● Aim of the exercise
Take the listing and print it in full, exactly as given.

● Input records
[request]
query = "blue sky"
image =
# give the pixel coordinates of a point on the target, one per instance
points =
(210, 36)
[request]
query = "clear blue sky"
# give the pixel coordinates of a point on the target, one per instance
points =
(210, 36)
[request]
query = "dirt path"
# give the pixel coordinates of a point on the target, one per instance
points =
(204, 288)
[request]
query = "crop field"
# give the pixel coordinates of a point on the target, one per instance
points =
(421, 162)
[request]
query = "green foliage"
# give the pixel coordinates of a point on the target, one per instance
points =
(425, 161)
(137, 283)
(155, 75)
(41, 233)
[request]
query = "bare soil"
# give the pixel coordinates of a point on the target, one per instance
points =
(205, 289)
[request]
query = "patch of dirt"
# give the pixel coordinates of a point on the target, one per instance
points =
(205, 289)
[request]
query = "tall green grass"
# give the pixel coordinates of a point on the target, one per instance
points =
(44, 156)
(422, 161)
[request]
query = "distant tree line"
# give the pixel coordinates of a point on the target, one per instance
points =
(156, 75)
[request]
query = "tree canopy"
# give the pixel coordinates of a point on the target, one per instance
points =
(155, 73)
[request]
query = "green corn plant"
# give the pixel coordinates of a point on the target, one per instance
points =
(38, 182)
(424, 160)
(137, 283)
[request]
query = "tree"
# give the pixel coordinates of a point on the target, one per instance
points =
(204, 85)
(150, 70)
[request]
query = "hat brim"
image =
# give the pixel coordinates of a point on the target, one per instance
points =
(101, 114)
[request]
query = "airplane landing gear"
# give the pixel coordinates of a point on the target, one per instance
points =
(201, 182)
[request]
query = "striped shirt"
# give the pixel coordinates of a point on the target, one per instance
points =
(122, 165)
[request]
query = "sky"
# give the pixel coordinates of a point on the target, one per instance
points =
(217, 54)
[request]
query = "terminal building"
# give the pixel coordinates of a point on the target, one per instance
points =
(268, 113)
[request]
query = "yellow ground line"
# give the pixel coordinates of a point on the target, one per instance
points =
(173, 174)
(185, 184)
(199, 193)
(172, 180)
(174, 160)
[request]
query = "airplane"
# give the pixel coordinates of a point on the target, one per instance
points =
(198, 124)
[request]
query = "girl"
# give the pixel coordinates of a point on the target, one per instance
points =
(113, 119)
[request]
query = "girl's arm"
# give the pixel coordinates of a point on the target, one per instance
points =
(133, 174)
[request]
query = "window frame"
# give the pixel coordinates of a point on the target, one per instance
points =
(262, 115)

● Exercise result
[request]
query = "blue sky"
image =
# give the pixel coordinates of a point on the target, one per instance
points =
(210, 36)
[request]
query = "clear blue sky"
# give the pixel coordinates of a point on the target, one per instance
points =
(210, 36)
[request]
query = "dirt path"
# give the pixel coordinates of a point on the target, one per instance
points =
(204, 288)
[request]
query = "crop field"
# give the pixel coordinates of a point on the target, one per instance
points =
(421, 162)
[request]
query = "green foliage"
# give the pixel coordinates of a point on the target, one per instance
points =
(425, 161)
(137, 283)
(155, 75)
(41, 233)
[request]
query = "bare soil"
# give the pixel coordinates of a point on the target, one per instance
points =
(205, 289)
[request]
query = "patch of dirt"
# give the pixel coordinates of a point on the target, one per instance
points =
(205, 289)
[request]
query = "tall green grass"
# give the pixel coordinates of a point on the target, one per instance
points =
(44, 156)
(422, 161)
[request]
query = "distant tree line"
# give the pixel coordinates of a point on the target, one per instance
points =
(156, 75)
[request]
query = "tree canopy"
# give the pixel coordinates of a point on the target, one per instance
points =
(155, 73)
[request]
query = "green corn plant"
# give the pixel coordinates of a point on the target, one per instance
points =
(38, 182)
(424, 160)
(137, 283)
[request]
query = "tree"
# give the pixel coordinates of a point on the target, one per instance
points =
(204, 85)
(150, 70)
[request]
query = "hat brim"
image =
# give the pixel coordinates of a point on the target, one per instance
points =
(101, 114)
[request]
query = "airplane landing gear"
# give the pixel coordinates of a point on the target, one per instance
points =
(201, 182)
[request]
query = "striped shirt"
# give the pixel coordinates of a point on the target, one per instance
points =
(122, 165)
[request]
query = "sky"
# give the pixel coordinates of a point on the target, one per instance
points =
(217, 54)
[request]
query = "terminal building"
# give the pixel coordinates of a point on the target, one per instance
points =
(268, 113)
[request]
query = "yellow ground line"
# give the pixel coordinates of a point on the target, one per instance
points =
(173, 174)
(185, 184)
(199, 193)
(172, 180)
(174, 160)
[request]
query = "airplane"
# give the pixel coordinates of a point on the target, one per instance
points =
(198, 124)
[request]
query = "girl"
# give the pixel coordinates of a point on the target, one per instance
points =
(113, 119)
[request]
query = "girl's arm"
# give the pixel coordinates of a point on the target, one per instance
points =
(133, 174)
[request]
query = "window frame"
# give the pixel coordinates of a point on the target, one per instance
points =
(262, 115)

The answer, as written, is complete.